▶ **EXERCISE DESCRIPTION**
Copy every record below exactly as it stands.

Stored items from a collection
=======

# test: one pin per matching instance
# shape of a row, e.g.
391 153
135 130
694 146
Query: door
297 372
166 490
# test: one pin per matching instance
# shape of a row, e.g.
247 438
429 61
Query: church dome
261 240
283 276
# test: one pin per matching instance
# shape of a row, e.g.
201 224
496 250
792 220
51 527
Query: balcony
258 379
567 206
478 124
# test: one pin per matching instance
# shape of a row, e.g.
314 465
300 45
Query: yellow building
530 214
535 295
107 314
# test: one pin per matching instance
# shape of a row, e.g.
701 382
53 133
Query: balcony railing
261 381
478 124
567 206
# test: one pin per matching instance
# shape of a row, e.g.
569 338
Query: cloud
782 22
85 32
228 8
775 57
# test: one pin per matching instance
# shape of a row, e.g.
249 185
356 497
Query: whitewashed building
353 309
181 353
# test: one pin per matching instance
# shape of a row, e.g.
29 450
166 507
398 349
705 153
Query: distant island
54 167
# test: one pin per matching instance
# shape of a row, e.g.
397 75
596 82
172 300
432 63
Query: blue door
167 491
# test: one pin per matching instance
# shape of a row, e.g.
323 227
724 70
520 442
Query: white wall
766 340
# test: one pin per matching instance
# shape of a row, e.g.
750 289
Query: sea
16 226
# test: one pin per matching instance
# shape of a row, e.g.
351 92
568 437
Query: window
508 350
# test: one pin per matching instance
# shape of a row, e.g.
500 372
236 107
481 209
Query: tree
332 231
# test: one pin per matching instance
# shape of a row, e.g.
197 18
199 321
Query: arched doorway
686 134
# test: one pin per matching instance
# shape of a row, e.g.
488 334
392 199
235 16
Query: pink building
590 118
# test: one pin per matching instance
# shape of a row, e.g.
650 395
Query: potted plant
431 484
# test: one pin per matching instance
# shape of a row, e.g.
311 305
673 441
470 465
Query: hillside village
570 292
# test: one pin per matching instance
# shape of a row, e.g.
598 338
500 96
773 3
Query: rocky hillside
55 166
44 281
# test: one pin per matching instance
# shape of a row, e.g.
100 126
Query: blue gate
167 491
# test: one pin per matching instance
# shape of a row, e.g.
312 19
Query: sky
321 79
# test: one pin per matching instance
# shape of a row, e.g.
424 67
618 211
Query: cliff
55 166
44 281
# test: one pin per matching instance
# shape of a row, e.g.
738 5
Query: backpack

=======

▶ **ANSWER SECTION**
# test: one pin per matching instance
# shape of a row, e.g.
391 153
135 130
694 146
Query: door
297 372
166 490
# test: one pin per matching instance
# shape of a row, e.g.
247 438
429 61
Query: church dome
261 240
283 276
# test: one pin per matching instance
# shape of a row, e.g.
201 224
496 250
792 220
51 527
Query: balcony
258 379
567 206
478 124
# test: one pin per matching instance
# shape of a row, e.g.
314 465
300 45
Query: yellow building
530 214
535 295
107 314
# test: one pin per matching instance
# shape of a row, e.g.
701 382
53 133
Query: balcony railing
261 381
478 124
567 206
# test: one pin per matching instance
# shape of a row, e.g.
569 338
Query: cloud
782 22
85 32
228 8
775 57
# test: one pin per matching instance
# shape of a row, e.g.
249 185
356 497
Query: whitewashed building
353 309
181 353
# test: one pin per matching instance
# shape of a row, e.g.
29 450
166 507
398 349
705 153
Query: distant island
54 167
# test: one pin per matching instance
# shape of a row, e.g.
397 75
596 82
172 300
432 63
Query: blue door
167 491
# test: one pin per matching instance
# shape of a row, e.g.
323 227
724 70
520 442
Query: white wall
766 340
# test: one pin per matching instance
# shape of a row, e.g.
750 289
Query: sea
16 226
# test: one pin per matching instance
# shape of a row, e.g.
351 92
568 437
Query: window
508 350
# test: one pin per matching instance
# shape of a row, e.g.
500 372
236 107
481 209
Query: tree
332 231
# test: one pin per matching instance
# shape of a row, e.g.
197 18
199 321
Query: arched doorway
686 134
# test: one pin per matching instance
# shape of a row, e.g.
488 334
392 199
235 16
Query: pink building
590 118
# test: one pin per matching instance
# shape of a row, e.g.
650 395
Query: potted plant
431 484
# test: one pin per matching instance
# shape of a row, e.g.
311 305
673 441
470 465
Query: hillside village
570 292
# test: one pin per matching instance
# shape of a row, e.g.
598 338
500 96
773 3
Query: rocky hillside
55 166
44 281
# test: one pin per matching instance
# shape of a row, e.g.
100 126
Query: blue gate
167 491
# test: one pin per matching instance
# shape of a row, e.g.
312 19
Query: sky
321 79
# test: one pin per matching instance
# shape of a row, e.g.
424 67
618 211
Query: cliff
55 166
44 281
# test: one pin per matching instance
# shape of a row, e.g.
738 5
Query: backpack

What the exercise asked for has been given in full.